(Stored items)

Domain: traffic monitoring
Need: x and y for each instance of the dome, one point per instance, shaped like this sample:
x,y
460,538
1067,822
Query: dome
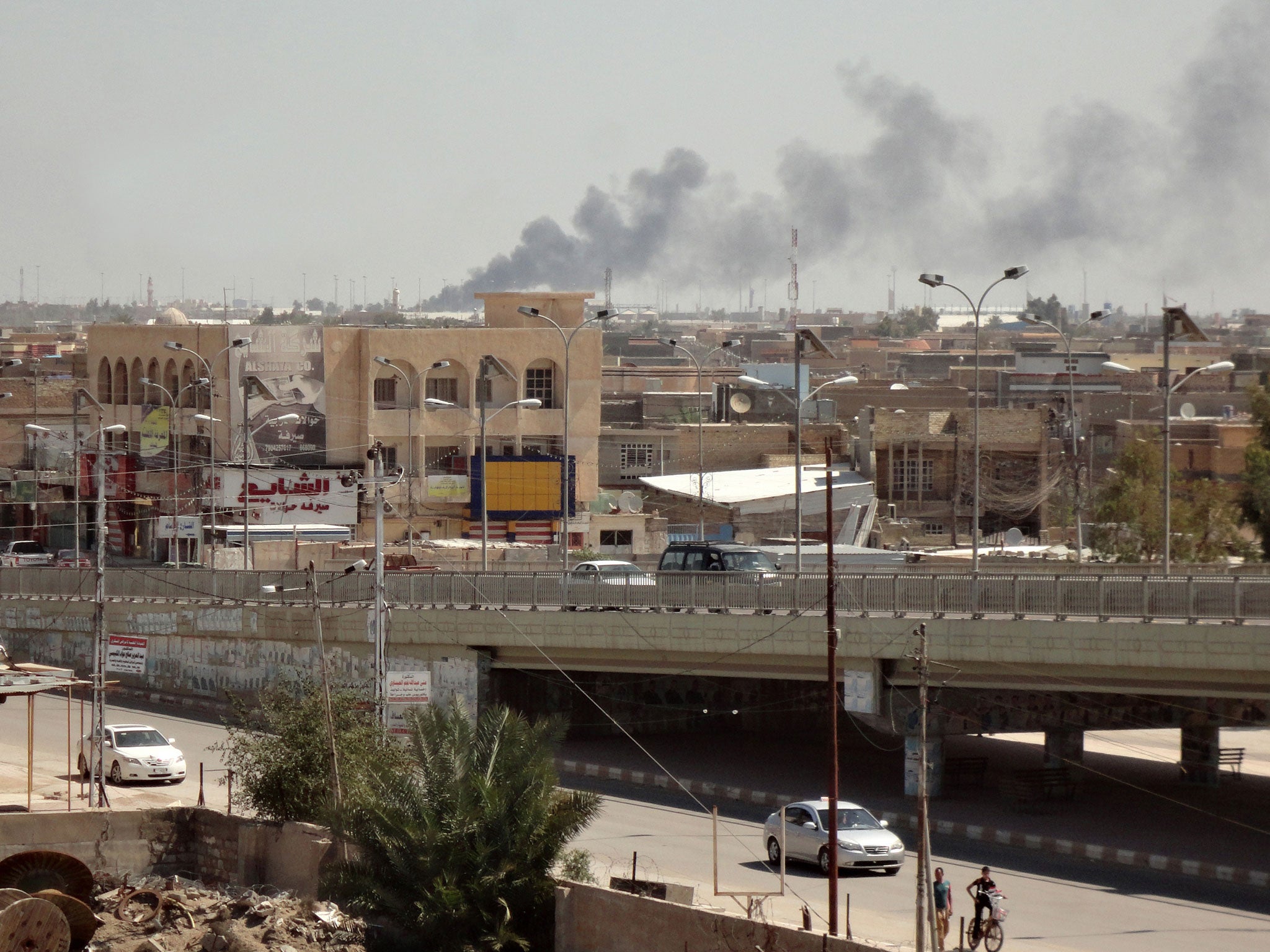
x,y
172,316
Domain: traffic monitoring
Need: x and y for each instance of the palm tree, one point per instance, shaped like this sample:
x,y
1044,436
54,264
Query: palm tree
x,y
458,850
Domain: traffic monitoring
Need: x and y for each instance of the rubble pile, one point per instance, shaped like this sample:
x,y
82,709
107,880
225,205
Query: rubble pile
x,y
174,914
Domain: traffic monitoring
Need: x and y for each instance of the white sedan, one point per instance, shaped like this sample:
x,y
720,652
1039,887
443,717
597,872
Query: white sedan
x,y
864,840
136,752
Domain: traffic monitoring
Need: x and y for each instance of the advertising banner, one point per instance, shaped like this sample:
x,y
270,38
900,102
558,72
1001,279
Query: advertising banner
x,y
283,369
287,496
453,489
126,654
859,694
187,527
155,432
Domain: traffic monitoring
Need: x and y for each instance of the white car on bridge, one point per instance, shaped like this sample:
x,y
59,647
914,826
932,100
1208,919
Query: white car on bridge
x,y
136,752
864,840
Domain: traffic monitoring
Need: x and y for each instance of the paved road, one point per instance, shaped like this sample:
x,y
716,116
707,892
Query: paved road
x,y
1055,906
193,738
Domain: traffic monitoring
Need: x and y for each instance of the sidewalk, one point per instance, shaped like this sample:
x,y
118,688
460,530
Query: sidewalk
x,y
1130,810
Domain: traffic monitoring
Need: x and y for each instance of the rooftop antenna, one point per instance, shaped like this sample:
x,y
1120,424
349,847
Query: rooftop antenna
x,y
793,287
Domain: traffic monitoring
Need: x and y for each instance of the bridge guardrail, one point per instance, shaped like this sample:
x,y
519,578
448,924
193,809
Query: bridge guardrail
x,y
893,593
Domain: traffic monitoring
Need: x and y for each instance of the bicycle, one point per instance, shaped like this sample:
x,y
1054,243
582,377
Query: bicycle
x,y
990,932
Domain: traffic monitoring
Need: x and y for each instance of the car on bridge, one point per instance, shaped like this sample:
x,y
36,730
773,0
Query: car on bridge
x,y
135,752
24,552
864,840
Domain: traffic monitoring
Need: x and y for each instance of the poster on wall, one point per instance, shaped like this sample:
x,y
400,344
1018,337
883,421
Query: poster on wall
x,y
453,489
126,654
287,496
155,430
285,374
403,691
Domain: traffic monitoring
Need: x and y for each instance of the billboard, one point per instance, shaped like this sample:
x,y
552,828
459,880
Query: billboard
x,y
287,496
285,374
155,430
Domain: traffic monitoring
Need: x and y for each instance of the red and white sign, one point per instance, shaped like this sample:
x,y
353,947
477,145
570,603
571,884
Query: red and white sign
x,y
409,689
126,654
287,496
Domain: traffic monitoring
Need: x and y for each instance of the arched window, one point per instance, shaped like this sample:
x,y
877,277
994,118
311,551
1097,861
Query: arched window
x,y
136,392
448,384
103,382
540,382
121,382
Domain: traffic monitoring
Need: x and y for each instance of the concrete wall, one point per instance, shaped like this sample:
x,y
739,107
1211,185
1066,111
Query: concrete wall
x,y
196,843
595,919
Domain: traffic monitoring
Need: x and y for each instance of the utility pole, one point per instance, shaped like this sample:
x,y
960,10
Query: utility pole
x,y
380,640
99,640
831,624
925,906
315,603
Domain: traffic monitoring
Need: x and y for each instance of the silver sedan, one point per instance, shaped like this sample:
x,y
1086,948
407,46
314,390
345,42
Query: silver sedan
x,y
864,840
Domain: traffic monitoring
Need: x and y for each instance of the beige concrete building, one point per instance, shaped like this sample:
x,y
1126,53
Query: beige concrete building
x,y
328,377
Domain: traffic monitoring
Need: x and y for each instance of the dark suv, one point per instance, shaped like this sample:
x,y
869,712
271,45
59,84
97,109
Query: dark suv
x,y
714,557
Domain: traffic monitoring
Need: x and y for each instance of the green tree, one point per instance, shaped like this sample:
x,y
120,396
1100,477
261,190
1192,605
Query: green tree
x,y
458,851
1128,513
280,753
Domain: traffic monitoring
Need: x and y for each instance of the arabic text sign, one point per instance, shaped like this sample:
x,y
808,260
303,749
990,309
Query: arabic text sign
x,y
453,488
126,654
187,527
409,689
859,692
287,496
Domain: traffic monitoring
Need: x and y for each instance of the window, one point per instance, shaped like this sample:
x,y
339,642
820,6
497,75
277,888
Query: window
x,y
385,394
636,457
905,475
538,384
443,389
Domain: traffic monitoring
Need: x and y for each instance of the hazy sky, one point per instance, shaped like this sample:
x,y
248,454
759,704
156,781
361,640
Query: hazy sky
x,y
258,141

**YOUR OBJECTIVE**
How many lines in the records above contain the string "poster"? Give only the number.

**RESPONSE FOR THIS EXERCISE**
2